> **The problem**
All entries below must be output word for word, and the pictures left behind.

Referring expression pointing data
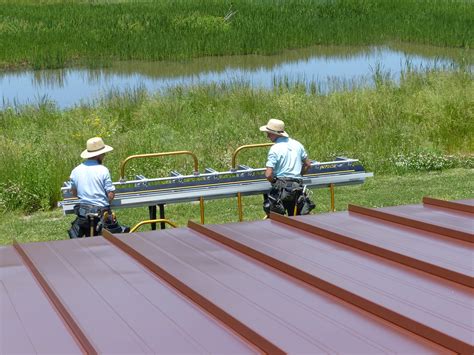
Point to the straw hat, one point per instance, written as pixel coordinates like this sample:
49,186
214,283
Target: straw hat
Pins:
275,126
95,147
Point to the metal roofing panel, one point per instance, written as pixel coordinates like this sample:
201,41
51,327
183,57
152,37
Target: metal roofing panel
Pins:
439,255
444,218
28,322
390,290
460,205
120,307
290,315
299,284
436,220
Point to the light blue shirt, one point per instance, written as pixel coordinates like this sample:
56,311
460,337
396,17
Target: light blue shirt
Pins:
286,157
92,182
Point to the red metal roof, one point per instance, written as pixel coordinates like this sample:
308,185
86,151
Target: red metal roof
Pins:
368,280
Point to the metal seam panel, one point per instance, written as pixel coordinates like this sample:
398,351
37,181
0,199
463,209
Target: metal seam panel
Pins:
453,205
219,313
61,309
373,249
416,327
28,322
412,223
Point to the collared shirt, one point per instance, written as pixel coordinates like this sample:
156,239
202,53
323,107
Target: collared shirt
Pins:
92,182
286,158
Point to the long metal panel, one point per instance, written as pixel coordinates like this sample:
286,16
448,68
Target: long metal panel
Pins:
288,314
120,307
436,309
28,323
440,221
214,190
445,257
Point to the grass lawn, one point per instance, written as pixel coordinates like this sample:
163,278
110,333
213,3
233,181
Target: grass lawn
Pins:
382,190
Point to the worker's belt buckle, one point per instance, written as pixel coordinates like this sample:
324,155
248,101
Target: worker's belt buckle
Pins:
299,181
84,210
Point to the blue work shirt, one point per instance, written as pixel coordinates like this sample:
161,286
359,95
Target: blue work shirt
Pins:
286,158
92,182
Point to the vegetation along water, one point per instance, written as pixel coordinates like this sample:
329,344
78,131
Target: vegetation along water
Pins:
415,135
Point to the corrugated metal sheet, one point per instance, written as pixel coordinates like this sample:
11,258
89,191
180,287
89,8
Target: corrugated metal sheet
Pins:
395,279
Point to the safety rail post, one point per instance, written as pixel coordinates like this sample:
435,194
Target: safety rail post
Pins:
331,189
153,155
234,158
153,221
201,208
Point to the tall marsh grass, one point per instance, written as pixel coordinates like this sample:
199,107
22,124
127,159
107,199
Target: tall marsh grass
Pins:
426,122
54,34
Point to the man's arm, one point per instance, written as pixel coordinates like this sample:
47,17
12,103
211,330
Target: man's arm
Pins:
306,166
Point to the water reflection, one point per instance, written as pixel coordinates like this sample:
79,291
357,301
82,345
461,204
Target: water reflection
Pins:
324,69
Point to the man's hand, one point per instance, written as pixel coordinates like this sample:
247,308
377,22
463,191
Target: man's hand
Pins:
306,166
269,174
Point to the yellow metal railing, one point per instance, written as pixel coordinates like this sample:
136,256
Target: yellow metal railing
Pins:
150,221
234,159
153,155
234,155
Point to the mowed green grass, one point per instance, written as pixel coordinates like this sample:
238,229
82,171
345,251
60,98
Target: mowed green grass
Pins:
376,192
55,34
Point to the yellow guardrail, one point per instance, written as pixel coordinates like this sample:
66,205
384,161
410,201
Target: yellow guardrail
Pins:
234,159
150,221
234,155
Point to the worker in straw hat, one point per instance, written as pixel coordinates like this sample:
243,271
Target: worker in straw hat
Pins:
287,161
91,183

> **Solution**
Point to the straw hat, one point per instance, written as pixel coordinates like this sample:
49,186
214,283
Target: straw hat
Pins:
275,126
95,147
Point to the metal roofing panel, one point per instance, written as pixel coordinates like this sample:
201,41
51,327
183,57
152,37
Target: metal roofing panel
Pins:
439,255
444,218
28,322
390,290
460,205
120,307
290,315
299,284
436,220
Point to the light blue shirt, one point per instance, written as pixel coordinates like this sample:
56,311
460,337
396,17
Target: light blue shirt
Pins:
286,157
92,182
Point to the red metal roof, one point per instance, written as pixel coordinates like this sample:
308,185
86,151
Target: red metal roof
Pins:
368,280
Point to the metal seam panel, one point per instance, written as pixel coordinates like this sample:
398,351
37,181
0,199
463,209
Target: metal seam panel
Pins:
453,205
219,313
61,309
373,249
416,327
28,322
412,223
Point to the collared shirt, one point per instance, written as pixel coordinates like this sample:
156,239
202,53
323,107
Target: collared shirt
Pins:
92,182
286,158
Point to the long metal panel, one point per instance, written as pixel coordinates like this sample:
286,16
448,68
Target: long metal panel
Pins:
288,314
120,307
436,309
28,323
440,221
214,190
445,257
Point to the grass lawn, one point per instance, written as pixel coordinates like this sample:
163,278
110,333
213,3
233,181
Target: grass lawn
Pins:
382,190
Point to the worker's belt buckle, one point per instance, written as pixel coordinates like this sample:
324,155
248,101
Target: worker's belt buckle
Pins:
299,181
84,210
Point to the blue work shirt, one point per instance, written as pixel coordinates like this sample:
161,286
359,95
Target: blue work shirt
Pins:
286,158
92,182
Point to the vegetation along water, one point per instance, written as pixel coordinates like this sample:
329,344
78,131
Target: vegetation along water
Pins:
415,135
Point to the corrugated metal sheet, one point per instance, written as pixel coordinates like this sample:
11,258
89,191
180,287
89,8
Target: corrugated metal sheet
Pins:
395,279
Point to the safety rail post, one point per instance, written as pixel coordinates like this sample:
435,194
Target: safety rail post
Pins:
331,189
153,155
234,158
153,221
201,208
Point to the tall marsh grass, one point per instance, written as pixel coordinates like this sample:
199,107
22,124
127,159
107,199
Target: tall marsh grass
Pins:
426,122
54,34
Point to the man's arm, one point per instance, written as pixel coordinates like this sample:
47,17
12,103
211,330
Target: man's arm
Pins:
306,166
Point to the water reflection, one point per instance, written as pixel coordinates like this sample:
79,291
357,301
82,345
461,204
Target: water reflection
Pins:
324,69
Point to the man's hand, one point per instance, written as pixel coordinates like this sample:
247,308
377,22
463,191
Target: man's hand
Pins:
306,166
269,174
Point to the yellow metal railing, one point per instance, written as pixel coordinates like this sample:
136,256
Target: yellow metal railing
Pins:
150,221
234,159
153,155
234,155
Point to the mowed green grass, one point per instance, written as pixel coordinates like this sample:
238,229
82,171
345,251
60,98
Target: mowed green grass
Pins:
376,192
55,34
Point to the yellow guardrail, one point per instance, written as pixel coordinates like this sample:
66,205
384,161
410,201
Target: yellow guardrail
Pins:
234,159
150,221
234,155
Point to the worker in straw hat, one point per instance, written as pixel coordinates like this sample:
243,271
Target: worker in straw hat
Pins:
287,161
91,183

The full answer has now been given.